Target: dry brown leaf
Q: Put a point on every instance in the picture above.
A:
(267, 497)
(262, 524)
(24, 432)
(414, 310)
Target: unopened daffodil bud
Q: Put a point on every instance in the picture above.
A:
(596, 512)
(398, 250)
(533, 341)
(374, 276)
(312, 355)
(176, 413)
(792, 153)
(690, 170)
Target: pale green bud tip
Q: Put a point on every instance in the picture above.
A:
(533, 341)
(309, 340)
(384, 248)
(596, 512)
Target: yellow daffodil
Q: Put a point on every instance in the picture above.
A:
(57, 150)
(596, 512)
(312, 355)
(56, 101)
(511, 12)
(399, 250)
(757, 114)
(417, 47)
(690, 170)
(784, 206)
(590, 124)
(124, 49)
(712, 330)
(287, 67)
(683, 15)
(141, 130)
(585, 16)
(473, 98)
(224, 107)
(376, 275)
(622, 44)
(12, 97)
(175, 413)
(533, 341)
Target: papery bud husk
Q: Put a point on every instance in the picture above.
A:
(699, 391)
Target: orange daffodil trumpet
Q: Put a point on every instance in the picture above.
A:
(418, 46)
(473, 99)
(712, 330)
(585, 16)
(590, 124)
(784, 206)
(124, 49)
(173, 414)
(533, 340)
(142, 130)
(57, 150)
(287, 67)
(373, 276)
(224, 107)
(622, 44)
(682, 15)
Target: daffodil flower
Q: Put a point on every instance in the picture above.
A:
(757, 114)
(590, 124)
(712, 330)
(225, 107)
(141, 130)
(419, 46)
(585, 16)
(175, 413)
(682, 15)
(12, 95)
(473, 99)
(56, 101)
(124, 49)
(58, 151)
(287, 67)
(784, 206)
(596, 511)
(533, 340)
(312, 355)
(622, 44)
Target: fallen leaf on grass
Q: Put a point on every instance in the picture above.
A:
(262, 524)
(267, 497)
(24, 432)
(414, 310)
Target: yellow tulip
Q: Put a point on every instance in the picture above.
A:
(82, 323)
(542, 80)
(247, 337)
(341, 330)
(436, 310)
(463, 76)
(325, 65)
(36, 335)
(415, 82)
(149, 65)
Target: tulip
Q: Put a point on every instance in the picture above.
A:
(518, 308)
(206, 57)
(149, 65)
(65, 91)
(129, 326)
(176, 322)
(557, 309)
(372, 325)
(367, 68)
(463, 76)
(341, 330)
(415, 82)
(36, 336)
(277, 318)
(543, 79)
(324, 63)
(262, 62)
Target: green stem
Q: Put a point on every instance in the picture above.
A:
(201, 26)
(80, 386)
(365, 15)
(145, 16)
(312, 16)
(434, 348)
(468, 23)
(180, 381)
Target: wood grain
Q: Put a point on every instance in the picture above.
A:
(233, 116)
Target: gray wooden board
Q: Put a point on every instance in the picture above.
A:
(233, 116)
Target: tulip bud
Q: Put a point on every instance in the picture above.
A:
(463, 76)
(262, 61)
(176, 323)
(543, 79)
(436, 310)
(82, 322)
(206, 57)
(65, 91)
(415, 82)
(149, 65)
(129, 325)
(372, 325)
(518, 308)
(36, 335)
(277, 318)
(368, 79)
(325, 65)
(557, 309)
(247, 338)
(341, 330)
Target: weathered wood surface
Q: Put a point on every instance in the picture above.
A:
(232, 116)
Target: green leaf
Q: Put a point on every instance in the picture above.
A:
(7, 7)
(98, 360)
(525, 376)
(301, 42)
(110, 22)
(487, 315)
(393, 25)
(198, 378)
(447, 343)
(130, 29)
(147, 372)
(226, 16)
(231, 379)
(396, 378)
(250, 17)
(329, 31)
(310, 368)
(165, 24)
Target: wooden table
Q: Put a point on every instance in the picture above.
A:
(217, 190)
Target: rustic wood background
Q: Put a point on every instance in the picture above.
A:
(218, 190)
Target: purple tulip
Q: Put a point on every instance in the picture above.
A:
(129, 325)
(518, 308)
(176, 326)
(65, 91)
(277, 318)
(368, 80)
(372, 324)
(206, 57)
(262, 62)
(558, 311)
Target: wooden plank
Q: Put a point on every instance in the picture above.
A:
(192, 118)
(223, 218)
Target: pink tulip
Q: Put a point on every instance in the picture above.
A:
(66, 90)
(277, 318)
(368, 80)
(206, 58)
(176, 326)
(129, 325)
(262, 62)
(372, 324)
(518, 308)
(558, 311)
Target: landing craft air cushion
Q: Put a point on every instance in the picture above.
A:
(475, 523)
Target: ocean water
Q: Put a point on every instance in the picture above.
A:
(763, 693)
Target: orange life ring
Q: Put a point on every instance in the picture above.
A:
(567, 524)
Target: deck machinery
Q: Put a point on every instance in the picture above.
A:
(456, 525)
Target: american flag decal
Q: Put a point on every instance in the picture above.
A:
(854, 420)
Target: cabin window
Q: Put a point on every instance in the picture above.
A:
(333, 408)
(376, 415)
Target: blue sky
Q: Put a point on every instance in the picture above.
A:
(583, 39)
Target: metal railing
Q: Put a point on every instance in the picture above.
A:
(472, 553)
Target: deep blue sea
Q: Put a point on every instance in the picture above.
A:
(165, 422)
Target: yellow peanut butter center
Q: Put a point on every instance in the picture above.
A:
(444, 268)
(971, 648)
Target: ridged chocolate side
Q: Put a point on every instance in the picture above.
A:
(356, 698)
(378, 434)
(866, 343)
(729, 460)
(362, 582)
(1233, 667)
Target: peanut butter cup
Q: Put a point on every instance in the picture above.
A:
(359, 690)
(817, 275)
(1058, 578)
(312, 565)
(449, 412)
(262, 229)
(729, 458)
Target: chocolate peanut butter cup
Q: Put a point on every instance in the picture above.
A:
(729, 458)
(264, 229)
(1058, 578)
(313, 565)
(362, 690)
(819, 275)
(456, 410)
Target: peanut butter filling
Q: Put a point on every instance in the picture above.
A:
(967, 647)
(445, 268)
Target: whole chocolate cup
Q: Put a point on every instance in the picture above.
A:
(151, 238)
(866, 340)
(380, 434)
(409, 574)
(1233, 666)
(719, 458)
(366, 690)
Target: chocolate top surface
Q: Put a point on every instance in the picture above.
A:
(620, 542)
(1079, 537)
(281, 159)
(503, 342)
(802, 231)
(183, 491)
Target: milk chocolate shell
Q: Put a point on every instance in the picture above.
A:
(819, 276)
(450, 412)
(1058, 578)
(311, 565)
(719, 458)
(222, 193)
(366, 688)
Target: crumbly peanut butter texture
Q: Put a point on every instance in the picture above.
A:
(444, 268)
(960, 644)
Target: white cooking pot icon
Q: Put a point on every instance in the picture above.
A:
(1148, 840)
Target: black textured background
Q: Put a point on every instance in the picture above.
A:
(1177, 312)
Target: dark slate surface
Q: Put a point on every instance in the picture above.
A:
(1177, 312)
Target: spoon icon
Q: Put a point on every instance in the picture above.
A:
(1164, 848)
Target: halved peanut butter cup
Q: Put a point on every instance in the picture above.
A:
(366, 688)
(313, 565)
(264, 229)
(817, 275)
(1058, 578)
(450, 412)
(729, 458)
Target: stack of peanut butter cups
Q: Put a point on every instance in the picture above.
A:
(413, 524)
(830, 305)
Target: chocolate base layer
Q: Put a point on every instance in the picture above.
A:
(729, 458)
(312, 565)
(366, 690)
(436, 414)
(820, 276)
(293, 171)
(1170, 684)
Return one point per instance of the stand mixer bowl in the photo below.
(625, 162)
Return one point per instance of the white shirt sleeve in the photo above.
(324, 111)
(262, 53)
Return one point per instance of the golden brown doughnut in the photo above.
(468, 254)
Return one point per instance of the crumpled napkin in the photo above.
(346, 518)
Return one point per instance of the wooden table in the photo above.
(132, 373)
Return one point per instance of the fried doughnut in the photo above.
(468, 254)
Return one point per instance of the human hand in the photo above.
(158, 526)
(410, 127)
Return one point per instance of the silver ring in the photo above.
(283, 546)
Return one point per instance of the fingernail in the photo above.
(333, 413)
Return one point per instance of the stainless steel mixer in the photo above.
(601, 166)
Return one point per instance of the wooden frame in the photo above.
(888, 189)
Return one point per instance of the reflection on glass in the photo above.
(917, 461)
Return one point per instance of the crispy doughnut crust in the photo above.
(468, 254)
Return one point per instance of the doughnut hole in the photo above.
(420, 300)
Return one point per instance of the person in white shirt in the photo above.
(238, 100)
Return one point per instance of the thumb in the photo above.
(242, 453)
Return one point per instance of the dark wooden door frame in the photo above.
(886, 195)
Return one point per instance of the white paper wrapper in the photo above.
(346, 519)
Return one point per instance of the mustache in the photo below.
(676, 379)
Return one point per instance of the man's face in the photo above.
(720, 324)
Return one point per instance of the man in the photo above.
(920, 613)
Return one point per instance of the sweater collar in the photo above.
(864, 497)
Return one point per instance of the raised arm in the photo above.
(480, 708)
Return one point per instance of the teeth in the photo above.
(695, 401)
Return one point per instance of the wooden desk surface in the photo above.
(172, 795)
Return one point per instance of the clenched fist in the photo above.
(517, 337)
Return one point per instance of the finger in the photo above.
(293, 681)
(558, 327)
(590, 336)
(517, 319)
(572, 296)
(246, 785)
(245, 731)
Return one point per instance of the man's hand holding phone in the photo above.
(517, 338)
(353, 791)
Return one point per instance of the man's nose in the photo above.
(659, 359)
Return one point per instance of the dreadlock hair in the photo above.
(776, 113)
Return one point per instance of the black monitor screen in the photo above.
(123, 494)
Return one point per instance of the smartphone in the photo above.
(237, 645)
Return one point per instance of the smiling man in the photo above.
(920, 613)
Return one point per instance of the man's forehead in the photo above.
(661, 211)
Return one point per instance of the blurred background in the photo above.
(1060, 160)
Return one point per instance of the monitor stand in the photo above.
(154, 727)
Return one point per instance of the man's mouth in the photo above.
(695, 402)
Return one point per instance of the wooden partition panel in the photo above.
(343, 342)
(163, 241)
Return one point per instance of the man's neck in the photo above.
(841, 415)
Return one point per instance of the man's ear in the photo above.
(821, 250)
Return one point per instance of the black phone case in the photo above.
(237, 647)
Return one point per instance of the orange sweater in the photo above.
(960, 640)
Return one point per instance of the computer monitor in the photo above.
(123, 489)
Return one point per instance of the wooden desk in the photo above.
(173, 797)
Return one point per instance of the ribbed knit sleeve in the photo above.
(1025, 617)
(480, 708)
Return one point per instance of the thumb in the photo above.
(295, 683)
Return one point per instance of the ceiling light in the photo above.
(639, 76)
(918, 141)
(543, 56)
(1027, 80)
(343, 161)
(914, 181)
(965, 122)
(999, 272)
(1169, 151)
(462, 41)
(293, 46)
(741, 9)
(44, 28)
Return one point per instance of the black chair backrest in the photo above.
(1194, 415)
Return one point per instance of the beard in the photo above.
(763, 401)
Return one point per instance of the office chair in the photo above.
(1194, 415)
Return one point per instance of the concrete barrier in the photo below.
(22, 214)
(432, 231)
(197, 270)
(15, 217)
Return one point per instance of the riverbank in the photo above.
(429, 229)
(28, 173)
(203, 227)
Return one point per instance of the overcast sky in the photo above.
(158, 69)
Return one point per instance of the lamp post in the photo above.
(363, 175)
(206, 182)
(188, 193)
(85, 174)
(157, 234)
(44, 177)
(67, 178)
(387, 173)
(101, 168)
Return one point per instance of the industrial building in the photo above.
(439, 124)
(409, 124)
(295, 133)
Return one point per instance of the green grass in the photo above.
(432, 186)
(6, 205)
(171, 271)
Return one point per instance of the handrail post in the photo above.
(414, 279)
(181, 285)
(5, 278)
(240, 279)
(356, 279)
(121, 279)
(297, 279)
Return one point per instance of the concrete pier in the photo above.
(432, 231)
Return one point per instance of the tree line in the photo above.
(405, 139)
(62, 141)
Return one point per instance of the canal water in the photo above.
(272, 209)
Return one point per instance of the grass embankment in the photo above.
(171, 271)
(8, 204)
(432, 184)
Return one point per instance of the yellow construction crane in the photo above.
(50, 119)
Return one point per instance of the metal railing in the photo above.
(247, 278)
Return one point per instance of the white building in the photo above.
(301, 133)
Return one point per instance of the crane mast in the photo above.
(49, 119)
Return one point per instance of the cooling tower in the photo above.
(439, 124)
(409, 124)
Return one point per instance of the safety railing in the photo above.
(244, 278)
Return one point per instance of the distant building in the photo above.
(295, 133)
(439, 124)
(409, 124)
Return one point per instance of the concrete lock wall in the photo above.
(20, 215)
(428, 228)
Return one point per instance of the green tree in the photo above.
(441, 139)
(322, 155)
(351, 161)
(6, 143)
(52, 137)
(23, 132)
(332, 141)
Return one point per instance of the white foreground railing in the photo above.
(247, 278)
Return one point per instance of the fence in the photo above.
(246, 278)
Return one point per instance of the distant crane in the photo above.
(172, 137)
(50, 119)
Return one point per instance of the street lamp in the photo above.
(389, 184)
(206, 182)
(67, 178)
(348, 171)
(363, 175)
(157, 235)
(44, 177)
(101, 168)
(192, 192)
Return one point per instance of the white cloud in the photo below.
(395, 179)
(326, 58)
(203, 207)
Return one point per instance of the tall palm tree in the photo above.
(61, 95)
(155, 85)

==*==

Exercise description
Exactly and only the lines from the one containing "Return one point per instance of the white building" through the end of the material are to be reproduced, both ends included.

Output for this task
Return one point per instance of the white building in the photo above.
(301, 133)
Return one point per instance of the crane mast in the photo above.
(49, 119)
Return one point per instance of the cooling tower in the photo above.
(439, 124)
(409, 124)
Return one point per instance of the safety railing in the photo above.
(244, 278)
Return one point per instance of the distant building in the photo above.
(295, 133)
(439, 124)
(409, 124)
Return one point per instance of the concrete lock wall in the photo above.
(20, 215)
(428, 228)
Return one point per instance of the green tree in the photo above.
(441, 139)
(322, 155)
(351, 161)
(6, 143)
(52, 137)
(23, 132)
(332, 141)
Return one point per instance of the white foreground railing in the photo above.
(247, 278)
Return one point per instance of the fence in the photo above.
(246, 278)
Return one point per instance of the distant crane in the photo above.
(172, 137)
(50, 119)
Return one point per instance of the street lamp in the photo above.
(389, 184)
(206, 182)
(67, 178)
(348, 171)
(363, 175)
(157, 235)
(44, 177)
(101, 168)
(192, 192)
Return one point per instance of the white cloud in the photo below.
(395, 179)
(326, 58)
(203, 207)
Return one point per instance of the tall palm tree in the photo above.
(61, 95)
(155, 85)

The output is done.